* Data provided:

================

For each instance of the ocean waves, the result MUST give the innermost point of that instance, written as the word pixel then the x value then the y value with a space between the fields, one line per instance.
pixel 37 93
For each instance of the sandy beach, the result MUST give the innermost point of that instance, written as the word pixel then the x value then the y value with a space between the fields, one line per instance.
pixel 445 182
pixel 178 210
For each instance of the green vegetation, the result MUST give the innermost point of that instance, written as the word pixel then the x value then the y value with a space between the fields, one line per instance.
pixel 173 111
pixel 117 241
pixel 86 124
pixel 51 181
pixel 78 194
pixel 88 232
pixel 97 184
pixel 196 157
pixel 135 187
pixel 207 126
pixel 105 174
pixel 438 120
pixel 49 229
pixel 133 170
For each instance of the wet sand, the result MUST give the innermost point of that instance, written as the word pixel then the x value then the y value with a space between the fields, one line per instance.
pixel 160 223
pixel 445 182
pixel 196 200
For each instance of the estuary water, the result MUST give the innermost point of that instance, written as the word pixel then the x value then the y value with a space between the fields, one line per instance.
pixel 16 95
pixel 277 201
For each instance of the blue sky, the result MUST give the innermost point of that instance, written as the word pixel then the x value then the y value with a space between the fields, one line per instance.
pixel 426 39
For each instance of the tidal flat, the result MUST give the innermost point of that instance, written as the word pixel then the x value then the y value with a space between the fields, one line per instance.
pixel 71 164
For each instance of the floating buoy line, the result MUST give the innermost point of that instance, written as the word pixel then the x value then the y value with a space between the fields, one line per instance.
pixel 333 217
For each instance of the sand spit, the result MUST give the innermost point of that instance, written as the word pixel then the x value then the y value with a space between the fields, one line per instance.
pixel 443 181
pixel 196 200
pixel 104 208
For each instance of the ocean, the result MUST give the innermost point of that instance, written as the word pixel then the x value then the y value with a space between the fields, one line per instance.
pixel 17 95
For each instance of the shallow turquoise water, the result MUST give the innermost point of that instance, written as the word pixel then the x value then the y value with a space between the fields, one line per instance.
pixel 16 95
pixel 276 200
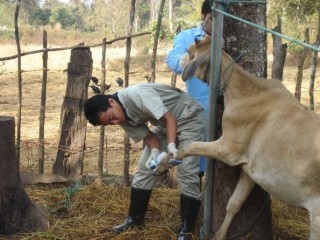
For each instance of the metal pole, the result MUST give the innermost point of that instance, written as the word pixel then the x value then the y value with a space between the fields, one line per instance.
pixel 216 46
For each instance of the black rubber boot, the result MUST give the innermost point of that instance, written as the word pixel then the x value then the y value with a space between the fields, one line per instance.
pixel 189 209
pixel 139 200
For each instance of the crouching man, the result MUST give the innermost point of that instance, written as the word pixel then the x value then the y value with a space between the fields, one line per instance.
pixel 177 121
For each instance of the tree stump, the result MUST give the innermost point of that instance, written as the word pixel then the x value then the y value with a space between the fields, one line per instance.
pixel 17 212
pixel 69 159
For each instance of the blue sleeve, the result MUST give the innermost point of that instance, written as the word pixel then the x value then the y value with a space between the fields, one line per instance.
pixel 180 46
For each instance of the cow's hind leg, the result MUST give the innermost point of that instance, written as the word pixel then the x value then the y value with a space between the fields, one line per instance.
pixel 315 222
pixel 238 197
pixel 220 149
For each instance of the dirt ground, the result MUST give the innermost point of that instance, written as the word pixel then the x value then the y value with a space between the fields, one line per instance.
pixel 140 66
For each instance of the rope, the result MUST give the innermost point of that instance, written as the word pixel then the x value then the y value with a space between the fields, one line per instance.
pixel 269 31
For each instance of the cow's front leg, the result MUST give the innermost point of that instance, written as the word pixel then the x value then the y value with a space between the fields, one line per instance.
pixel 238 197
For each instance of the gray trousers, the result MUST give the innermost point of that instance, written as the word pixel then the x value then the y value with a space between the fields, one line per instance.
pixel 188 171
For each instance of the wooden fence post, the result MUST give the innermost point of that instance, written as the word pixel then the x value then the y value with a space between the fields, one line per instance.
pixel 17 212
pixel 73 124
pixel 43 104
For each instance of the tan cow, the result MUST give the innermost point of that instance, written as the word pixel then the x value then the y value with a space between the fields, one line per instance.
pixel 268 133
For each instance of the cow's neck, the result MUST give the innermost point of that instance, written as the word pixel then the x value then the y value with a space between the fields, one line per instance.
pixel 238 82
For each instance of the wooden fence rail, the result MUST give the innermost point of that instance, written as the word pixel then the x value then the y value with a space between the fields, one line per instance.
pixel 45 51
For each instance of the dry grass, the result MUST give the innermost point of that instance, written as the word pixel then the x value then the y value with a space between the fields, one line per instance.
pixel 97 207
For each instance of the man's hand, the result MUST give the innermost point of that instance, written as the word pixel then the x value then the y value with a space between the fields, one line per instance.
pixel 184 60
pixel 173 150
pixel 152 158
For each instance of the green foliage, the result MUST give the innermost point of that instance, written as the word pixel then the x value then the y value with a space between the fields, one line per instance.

================

* Prompt:
Pictures aside, repeat each entry in full and without change.

* Problem solution:
For each instance of the ocean waves, the result MUST give the innermost point of that instance, written as the word pixel then the x value then the y value with a space between the fields, one line per instance.
pixel 37 93
For each instance of the sandy beach, the result MUST give the innermost point of that instance, written as the word pixel then the x value then the y value with a space between the fields, one line per instance.
pixel 445 182
pixel 178 210
For each instance of the green vegetation, the result MUST give the innermost point of that instance, written as the word pixel then the x value then the y value with a space between the fields, one line per instance.
pixel 173 111
pixel 117 241
pixel 86 124
pixel 51 181
pixel 78 194
pixel 88 232
pixel 97 184
pixel 196 157
pixel 135 187
pixel 207 126
pixel 105 174
pixel 438 120
pixel 49 229
pixel 133 170
For each instance of the wet sand, the result MUST give the innermost point of that instance, written as the word pixel then the x value then the y value with a space between the fields, one line per instance.
pixel 160 223
pixel 445 182
pixel 196 200
For each instance of the estuary water, the result MUST give the innermost point of that instance, written as the word pixel then the x value then the y value with a space between the fields, one line per instance.
pixel 16 95
pixel 277 201
For each instance of the blue sky, the result MUST give the innermost point of that instance, written as the word pixel then the x value then the y value with a space between the fields, one line per instance.
pixel 426 39
For each instance of the tidal flat, the result MUST give the innermost point of that instance, written as the word pixel then the x value then the y value with a space between the fields, one line per instance.
pixel 71 164
For each instance of the floating buoy line, the result MUST give the innermost point of that instance, written as the word pixel then the x value then the y value with a space between the fields, one line per instance.
pixel 333 217
For each instance of the sand spit, the result MUST give the innermost point of that instance, written as the word pixel then the x value then the y value with a space between the fields, one line per instance.
pixel 443 181
pixel 196 200
pixel 104 208
For each instance of the ocean, the result MUST give the innermost point of that instance, written as the word pixel then the x value then the y value with a space between the fields, one line per instance.
pixel 17 95
For each instance of the shallow turquoise water, the result MUST give the innermost point of that instance, written as the word pixel then the x value then the y value with a space between the fields, one line per instance.
pixel 16 95
pixel 276 200
For each instance of the metal pole, the result MUST give the innermost point of that instance, written as the word pixel then the x value then the y value with a space between the fields, one line per instance.
pixel 216 46
For each instance of the black rubber boot, the result MUST give the innermost point of that instance, written as the word pixel then the x value then the y value with a space between the fields, one line per instance.
pixel 189 209
pixel 139 200
For each instance of the crouching man, the result MUST give the innermost point of that instance, written as the word pixel then the x value then the y value with a space between the fields, one line per instance.
pixel 177 121
For each instance of the tree stump, the result MUST give the innermost point of that instance, written as the word pixel then the x value then the y value with a space between the fields, one line per instance.
pixel 17 212
pixel 69 159
For each instance of the blue sleeve, the result MUST give the innermost point of that instance, written as the word pixel then the x value then the y value with a space between the fields, one line per instance.
pixel 180 46
For each instance of the cow's hind leg, the result MUST give the innermost point of that instance, written as the word pixel then the x value then the y value with a space between the fields, one line per instance.
pixel 315 222
pixel 238 197
pixel 220 149
For each instance of the dirt ground, the result MUST give the innermost point of that instance, written as the word pixel then the x value then the y value with a space between the fields, one line per instance.
pixel 140 66
For each instance of the rope, the result MUST give the innermost point of that instance, written as the word pixel then the x value then the y value with a space between the fields, one line per instance.
pixel 269 31
For each instance of the cow's front leg, the result MUST give the innermost point of that instance, written as the word pixel then the x value then the y value with a space between the fields, one line per instance.
pixel 238 197
For each instance of the gray trousers, the result MUST give the innermost point of that instance, written as the word pixel then the x value then the y value with a space between the fields, one line per instance.
pixel 188 171
For each instance of the wooden fence post, the result MUST give the innermost point of that instance, written as the word pixel then the x value then the y value with a space between the fields, one line per instance.
pixel 17 212
pixel 73 124
pixel 43 104
For each instance of the tan cow, the result MUST give the innermost point of that instance, written as the word pixel then the x value then the y value with a space between the fields, one line per instance.
pixel 268 133
For each instance of the cow's neck, the result MUST give the innermost point of that instance, written as the word pixel then the x value then the y value with a space between the fields, one line per instance.
pixel 238 82
For each instance of the wooden fence rail, the result MUST give the innermost point of that instance, written as the word pixel then the x value then the y value with a space between the fields, one line per instance.
pixel 45 51
For each instance of the dry grass, the result MUST give the innermost point of that instance, written as the word pixel then the x value then the y value with a space between the fields, one line per instance.
pixel 97 207
For each instance of the man's hand, the result MUST give the innermost point of that instance, written as the word pixel then the x value then the y value with a space between the fields, one line per instance.
pixel 184 60
pixel 173 150
pixel 152 158
For each instance of the green foliage, the result MUST give the innermost point of that instance, written as the word pixel then the x value then the y value with a space between the fields, one line per instance.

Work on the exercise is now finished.